### What to produce:
Look through the entries and count each line that includes the string "below". Reply with the number alone.
━━━ Available data ━━━
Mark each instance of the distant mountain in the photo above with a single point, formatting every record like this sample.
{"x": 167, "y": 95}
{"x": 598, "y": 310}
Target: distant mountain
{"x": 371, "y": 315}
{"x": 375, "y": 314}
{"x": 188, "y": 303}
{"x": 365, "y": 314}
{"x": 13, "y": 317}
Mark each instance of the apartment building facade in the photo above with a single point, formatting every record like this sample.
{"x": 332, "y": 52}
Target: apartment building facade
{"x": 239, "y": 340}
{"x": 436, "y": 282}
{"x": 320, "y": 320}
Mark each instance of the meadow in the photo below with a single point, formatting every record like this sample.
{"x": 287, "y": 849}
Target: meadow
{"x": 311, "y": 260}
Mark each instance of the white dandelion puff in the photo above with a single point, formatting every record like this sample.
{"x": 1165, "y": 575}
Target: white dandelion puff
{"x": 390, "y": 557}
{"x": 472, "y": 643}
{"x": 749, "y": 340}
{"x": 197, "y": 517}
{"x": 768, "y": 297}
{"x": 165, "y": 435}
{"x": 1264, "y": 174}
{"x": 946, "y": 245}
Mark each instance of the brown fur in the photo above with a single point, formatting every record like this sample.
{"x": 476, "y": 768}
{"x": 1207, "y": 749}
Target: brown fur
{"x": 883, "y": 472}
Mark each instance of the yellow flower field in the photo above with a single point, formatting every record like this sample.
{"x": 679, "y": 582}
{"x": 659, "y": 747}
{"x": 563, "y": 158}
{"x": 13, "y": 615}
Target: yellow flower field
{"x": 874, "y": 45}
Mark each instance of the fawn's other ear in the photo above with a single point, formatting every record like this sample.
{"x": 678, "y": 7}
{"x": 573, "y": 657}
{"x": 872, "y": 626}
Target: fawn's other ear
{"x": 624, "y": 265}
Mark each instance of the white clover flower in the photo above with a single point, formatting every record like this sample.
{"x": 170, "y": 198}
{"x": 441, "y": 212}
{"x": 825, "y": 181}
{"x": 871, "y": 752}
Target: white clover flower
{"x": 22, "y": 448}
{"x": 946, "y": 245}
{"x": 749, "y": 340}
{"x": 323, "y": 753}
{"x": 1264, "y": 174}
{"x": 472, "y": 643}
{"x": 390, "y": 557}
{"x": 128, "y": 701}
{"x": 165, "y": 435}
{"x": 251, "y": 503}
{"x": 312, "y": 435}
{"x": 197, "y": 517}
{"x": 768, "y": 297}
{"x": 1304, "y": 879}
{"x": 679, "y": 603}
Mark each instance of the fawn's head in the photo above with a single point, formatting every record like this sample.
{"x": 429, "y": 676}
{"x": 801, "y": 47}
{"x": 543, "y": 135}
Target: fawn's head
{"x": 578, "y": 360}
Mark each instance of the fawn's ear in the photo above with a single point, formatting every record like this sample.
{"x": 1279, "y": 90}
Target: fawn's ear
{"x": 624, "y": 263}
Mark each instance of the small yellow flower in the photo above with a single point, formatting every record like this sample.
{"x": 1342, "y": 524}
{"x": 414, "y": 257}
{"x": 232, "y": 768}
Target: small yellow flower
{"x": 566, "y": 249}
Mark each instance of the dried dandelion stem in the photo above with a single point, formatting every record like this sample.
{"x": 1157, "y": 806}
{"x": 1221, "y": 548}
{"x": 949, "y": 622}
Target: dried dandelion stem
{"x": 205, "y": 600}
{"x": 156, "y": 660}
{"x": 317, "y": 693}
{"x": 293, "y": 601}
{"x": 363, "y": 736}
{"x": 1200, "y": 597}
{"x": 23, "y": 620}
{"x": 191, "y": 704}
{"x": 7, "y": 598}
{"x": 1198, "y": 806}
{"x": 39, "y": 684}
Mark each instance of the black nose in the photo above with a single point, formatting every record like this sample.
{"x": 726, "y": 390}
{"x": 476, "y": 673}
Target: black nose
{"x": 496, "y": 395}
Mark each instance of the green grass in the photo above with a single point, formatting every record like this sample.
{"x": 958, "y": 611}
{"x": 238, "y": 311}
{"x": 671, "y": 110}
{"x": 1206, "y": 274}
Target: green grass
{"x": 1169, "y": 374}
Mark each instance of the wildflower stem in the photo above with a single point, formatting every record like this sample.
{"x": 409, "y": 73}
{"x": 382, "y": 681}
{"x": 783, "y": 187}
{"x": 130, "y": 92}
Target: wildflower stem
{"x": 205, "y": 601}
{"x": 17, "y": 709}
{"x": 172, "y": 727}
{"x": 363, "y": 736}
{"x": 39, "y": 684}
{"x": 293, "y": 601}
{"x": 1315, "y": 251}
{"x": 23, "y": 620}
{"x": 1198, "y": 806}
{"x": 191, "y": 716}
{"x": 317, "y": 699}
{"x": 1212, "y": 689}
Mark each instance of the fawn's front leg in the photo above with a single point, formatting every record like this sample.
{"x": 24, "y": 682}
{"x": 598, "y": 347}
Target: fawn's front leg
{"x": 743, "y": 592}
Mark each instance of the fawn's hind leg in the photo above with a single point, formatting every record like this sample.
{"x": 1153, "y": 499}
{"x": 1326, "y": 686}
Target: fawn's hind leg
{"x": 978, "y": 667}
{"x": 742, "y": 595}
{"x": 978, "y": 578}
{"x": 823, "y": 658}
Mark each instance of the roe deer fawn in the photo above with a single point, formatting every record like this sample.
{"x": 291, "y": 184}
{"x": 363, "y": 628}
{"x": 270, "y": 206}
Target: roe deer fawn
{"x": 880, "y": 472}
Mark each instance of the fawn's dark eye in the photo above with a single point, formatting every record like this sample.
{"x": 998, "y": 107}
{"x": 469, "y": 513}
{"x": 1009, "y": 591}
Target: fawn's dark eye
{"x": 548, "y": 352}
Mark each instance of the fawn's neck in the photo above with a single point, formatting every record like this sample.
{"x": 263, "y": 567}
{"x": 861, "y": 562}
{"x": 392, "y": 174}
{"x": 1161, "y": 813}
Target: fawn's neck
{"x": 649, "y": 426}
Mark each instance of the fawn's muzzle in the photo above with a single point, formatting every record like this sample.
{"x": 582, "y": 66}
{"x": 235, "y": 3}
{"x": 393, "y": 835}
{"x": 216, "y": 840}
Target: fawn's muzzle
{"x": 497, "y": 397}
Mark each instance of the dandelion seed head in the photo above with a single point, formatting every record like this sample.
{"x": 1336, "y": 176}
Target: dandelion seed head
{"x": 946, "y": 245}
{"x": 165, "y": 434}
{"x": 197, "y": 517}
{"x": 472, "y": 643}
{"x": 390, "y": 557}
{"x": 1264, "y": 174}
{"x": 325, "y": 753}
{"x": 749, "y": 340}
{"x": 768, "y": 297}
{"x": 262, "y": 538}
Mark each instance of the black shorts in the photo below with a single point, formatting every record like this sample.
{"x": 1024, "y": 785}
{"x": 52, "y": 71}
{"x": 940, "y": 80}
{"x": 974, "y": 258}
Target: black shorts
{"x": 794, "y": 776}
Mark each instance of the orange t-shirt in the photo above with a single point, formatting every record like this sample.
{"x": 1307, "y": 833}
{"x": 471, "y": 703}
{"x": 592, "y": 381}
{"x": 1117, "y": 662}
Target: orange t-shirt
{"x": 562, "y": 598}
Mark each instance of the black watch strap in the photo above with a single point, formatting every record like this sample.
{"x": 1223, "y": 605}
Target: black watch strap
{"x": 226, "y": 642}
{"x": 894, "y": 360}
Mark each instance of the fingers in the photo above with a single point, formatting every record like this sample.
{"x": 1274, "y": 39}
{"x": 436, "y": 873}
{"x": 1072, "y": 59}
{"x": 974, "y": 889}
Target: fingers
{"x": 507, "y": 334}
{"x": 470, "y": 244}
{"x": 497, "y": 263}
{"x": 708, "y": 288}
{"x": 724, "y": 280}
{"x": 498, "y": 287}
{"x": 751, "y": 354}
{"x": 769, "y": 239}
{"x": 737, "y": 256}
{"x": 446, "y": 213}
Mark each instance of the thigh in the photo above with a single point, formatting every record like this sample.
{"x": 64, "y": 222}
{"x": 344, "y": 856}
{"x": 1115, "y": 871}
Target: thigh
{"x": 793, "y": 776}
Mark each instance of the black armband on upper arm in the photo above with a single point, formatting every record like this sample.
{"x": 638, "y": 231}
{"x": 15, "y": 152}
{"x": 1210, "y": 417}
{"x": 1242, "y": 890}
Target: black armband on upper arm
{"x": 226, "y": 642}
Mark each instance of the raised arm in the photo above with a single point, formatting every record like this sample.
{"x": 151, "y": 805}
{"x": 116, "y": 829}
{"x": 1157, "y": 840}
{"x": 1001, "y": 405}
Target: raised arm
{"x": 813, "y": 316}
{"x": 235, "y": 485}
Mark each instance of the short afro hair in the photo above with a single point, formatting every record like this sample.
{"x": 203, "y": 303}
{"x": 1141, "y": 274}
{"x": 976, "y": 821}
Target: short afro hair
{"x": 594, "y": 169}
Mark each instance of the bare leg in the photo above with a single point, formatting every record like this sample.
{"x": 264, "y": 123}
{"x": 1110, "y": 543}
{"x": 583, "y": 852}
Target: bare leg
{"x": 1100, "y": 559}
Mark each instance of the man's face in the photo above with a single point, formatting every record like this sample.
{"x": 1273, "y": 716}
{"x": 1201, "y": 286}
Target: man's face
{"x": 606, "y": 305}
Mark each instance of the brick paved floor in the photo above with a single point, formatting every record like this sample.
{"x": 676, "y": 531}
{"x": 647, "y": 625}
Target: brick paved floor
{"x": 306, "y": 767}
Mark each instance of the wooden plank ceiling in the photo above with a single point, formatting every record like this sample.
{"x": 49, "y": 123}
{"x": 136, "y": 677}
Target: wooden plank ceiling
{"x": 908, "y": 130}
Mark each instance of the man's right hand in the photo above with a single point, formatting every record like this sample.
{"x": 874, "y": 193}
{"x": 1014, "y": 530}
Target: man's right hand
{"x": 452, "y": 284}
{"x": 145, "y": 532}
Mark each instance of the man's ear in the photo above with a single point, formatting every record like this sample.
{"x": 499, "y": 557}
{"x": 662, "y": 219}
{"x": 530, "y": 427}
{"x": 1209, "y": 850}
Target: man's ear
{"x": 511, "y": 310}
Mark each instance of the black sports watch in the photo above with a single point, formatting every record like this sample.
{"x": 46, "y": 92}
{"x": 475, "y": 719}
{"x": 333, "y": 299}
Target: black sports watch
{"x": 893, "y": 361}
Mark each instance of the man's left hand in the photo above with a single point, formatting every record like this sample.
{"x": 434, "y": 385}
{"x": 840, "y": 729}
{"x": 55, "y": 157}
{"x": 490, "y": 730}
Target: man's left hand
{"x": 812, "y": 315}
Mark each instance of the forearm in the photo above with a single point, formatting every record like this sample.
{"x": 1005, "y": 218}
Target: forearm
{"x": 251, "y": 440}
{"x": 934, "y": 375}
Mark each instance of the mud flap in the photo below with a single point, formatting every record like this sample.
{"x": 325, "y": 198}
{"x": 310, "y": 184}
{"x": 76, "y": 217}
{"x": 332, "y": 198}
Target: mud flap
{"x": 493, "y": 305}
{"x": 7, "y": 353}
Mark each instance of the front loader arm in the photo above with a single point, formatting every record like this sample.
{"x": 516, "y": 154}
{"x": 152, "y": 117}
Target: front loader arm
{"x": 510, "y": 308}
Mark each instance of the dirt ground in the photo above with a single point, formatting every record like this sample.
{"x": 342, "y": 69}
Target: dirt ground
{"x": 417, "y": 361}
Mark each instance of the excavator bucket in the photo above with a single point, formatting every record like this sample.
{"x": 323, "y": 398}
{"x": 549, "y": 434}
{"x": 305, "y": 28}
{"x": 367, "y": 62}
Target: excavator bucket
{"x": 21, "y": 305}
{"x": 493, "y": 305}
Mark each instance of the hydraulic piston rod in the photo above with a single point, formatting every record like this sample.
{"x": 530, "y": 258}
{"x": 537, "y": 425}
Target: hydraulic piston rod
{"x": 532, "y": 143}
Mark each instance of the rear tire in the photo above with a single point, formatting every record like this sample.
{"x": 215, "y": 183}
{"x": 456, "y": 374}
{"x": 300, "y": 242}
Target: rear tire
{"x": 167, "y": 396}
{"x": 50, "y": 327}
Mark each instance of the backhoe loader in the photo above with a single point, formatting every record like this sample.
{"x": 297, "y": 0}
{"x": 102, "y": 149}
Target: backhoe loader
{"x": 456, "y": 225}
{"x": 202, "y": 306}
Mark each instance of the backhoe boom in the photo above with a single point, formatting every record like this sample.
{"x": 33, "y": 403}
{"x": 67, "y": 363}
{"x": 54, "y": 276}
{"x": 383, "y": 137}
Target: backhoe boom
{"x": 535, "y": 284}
━━━
### Exercise response:
3